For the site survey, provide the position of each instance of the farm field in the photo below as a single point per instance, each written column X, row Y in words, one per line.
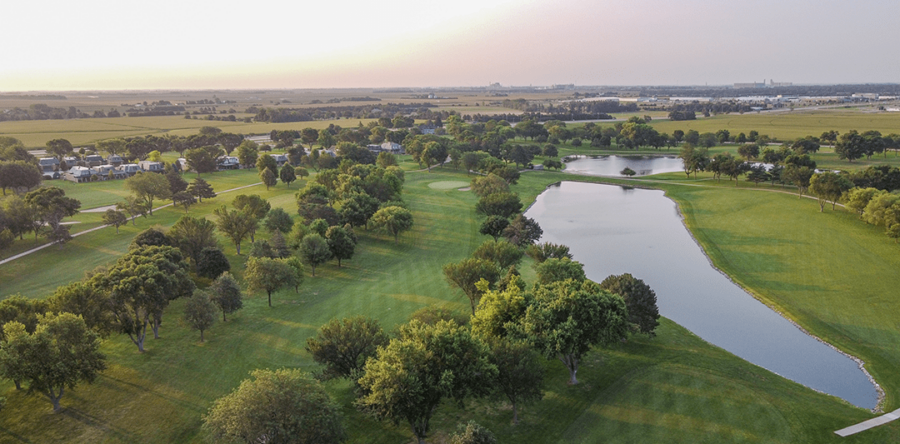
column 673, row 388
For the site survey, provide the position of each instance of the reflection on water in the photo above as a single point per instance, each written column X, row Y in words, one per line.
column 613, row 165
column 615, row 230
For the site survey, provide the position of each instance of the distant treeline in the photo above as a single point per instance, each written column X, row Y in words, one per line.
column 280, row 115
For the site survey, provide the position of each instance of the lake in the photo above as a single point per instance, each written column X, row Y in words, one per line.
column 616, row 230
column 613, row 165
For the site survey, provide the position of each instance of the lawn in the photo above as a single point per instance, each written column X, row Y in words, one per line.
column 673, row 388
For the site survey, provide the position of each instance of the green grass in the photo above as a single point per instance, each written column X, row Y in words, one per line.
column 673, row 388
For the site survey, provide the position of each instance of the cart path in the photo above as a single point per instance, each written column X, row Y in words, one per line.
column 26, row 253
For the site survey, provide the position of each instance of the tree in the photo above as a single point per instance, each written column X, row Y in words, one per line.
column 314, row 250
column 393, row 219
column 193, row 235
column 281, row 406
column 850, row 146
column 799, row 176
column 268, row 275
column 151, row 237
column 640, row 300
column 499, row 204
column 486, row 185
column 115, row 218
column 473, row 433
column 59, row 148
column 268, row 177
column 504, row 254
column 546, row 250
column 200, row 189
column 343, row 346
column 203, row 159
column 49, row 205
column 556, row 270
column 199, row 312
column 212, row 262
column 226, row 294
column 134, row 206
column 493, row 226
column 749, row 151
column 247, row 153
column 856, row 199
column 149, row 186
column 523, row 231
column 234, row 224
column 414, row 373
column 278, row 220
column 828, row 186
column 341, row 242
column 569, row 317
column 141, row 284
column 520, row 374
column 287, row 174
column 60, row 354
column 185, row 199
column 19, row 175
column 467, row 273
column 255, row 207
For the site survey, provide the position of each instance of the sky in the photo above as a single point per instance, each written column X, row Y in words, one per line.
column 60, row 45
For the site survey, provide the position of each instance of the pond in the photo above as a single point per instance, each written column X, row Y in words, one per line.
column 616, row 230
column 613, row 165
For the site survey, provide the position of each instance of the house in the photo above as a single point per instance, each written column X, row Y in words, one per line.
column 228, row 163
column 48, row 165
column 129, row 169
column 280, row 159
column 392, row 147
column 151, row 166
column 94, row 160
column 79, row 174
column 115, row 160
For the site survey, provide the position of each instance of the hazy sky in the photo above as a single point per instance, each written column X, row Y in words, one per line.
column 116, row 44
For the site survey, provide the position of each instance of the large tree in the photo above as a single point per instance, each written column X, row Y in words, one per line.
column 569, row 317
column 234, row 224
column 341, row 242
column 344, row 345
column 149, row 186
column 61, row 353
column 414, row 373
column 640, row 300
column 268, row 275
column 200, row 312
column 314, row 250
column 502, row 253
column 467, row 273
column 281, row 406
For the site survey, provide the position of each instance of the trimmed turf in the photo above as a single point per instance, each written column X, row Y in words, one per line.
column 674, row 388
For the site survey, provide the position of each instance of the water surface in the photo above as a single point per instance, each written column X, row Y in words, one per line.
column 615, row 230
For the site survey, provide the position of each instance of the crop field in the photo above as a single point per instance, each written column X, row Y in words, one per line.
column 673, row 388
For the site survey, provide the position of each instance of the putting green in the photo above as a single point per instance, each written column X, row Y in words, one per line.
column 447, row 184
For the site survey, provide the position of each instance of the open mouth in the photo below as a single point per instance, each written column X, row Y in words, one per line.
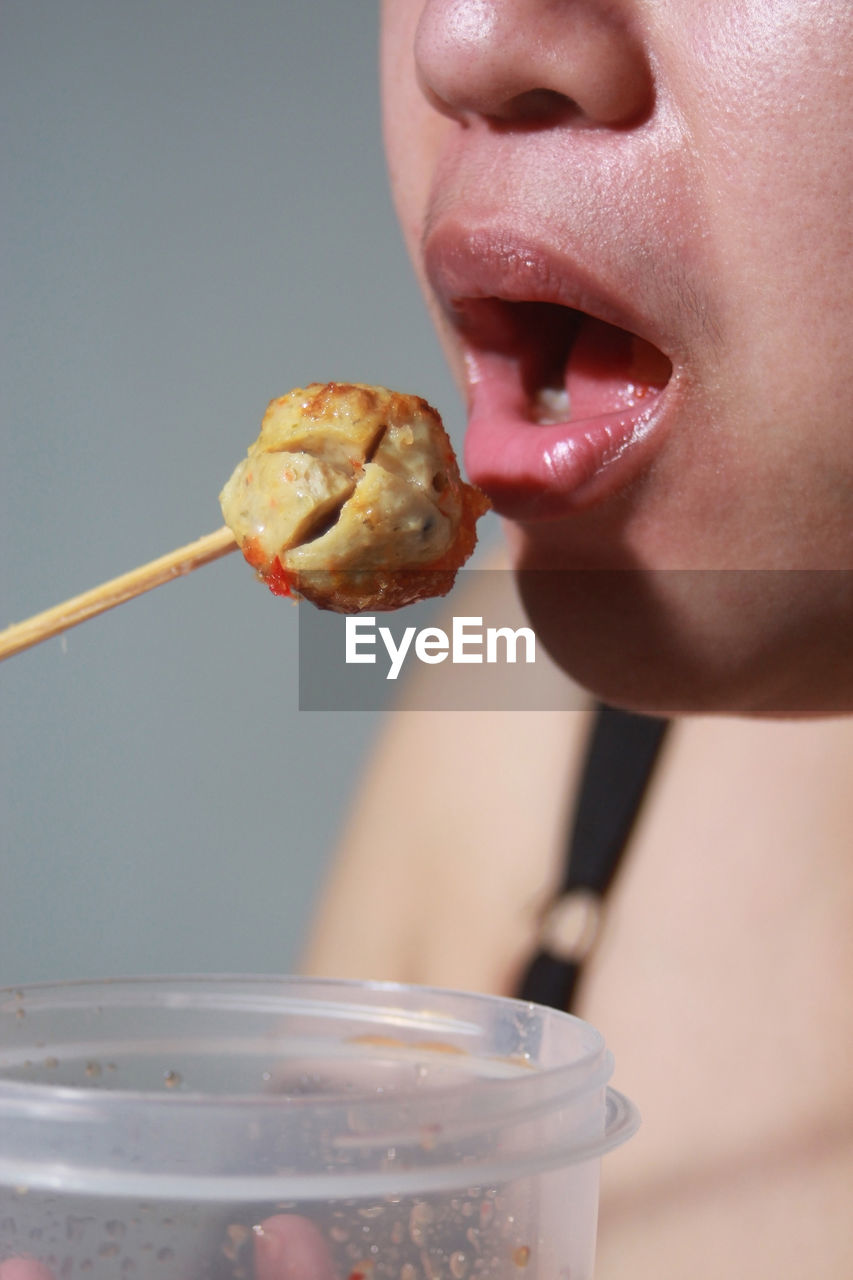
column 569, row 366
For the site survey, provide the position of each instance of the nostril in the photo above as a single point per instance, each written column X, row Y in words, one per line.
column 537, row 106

══════════════════════════════

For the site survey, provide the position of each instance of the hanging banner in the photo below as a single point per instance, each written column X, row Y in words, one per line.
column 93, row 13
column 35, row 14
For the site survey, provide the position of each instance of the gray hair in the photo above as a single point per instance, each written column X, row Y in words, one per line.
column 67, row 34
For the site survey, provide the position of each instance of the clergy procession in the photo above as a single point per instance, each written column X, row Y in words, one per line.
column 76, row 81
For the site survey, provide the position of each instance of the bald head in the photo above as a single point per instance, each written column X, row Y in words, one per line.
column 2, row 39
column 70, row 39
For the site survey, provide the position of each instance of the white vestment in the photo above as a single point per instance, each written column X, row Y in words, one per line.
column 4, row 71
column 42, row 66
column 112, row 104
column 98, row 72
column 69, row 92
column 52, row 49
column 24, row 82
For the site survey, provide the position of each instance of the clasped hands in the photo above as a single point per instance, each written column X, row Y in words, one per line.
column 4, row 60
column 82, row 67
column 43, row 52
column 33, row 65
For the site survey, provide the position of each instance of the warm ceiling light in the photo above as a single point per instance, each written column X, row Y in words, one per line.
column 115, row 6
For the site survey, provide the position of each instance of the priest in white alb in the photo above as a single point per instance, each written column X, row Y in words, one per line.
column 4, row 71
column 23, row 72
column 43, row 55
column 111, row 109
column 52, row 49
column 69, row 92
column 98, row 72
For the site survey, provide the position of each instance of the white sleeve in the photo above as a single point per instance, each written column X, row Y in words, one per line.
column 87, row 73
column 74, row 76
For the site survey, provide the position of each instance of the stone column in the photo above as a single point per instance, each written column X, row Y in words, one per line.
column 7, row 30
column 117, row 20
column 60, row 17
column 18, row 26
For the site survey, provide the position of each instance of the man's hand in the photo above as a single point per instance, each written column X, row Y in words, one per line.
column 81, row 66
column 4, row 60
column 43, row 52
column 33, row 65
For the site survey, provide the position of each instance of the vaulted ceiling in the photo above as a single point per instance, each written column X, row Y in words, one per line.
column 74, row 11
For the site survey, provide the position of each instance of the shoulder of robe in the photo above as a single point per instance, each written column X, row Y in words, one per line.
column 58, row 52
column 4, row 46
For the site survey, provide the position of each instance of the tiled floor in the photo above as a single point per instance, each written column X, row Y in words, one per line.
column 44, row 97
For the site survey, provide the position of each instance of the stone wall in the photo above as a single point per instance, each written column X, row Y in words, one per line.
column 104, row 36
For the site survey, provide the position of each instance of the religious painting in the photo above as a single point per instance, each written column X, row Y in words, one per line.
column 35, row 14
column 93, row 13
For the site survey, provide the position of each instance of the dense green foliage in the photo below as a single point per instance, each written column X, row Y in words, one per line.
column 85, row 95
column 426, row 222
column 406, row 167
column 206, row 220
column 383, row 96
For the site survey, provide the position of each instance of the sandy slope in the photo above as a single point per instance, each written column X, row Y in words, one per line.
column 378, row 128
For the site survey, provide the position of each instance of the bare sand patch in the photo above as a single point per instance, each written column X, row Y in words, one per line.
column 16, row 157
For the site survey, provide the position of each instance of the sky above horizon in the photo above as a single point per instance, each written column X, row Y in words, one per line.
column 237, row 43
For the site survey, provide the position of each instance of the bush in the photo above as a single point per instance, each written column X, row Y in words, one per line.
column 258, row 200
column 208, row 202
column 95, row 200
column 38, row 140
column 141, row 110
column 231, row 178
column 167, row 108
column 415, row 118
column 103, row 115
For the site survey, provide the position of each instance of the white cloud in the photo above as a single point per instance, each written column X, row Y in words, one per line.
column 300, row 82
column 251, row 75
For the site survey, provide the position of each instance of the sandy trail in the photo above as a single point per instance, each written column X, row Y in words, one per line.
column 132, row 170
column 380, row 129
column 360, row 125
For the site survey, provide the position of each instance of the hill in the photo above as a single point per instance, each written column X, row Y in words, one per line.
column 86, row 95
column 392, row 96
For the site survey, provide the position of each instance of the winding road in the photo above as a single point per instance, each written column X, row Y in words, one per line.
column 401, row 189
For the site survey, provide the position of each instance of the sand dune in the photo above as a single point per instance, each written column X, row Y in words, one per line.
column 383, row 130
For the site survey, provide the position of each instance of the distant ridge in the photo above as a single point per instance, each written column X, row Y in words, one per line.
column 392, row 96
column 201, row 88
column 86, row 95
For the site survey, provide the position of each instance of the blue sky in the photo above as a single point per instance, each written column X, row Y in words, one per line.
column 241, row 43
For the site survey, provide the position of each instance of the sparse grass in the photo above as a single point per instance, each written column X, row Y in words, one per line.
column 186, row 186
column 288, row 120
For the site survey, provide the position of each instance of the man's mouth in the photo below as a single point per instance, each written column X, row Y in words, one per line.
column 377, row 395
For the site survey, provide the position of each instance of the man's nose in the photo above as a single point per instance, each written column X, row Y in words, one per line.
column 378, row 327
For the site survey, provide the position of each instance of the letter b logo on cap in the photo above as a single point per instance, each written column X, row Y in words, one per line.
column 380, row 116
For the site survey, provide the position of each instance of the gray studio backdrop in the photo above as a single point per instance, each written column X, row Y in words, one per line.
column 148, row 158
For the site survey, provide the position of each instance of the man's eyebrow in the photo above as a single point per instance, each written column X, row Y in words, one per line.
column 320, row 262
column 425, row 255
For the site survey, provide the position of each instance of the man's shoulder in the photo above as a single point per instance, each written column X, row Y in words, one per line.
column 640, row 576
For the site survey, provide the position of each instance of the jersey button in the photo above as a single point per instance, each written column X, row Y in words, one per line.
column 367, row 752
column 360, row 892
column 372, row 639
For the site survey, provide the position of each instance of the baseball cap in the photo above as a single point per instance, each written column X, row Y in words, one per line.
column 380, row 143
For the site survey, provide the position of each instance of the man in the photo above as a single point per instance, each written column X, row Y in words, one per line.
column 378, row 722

══════════════════════════════

Directions for this task
Duplicate everything in the records from the line containing "of the man in" down to the line containing "column 378, row 722", including both of those lines.

Solution to this problem
For the site survey, provide the position of each instance of the man in the photo above as a single point per instance, each written column X, row Y in words, one per line.
column 378, row 722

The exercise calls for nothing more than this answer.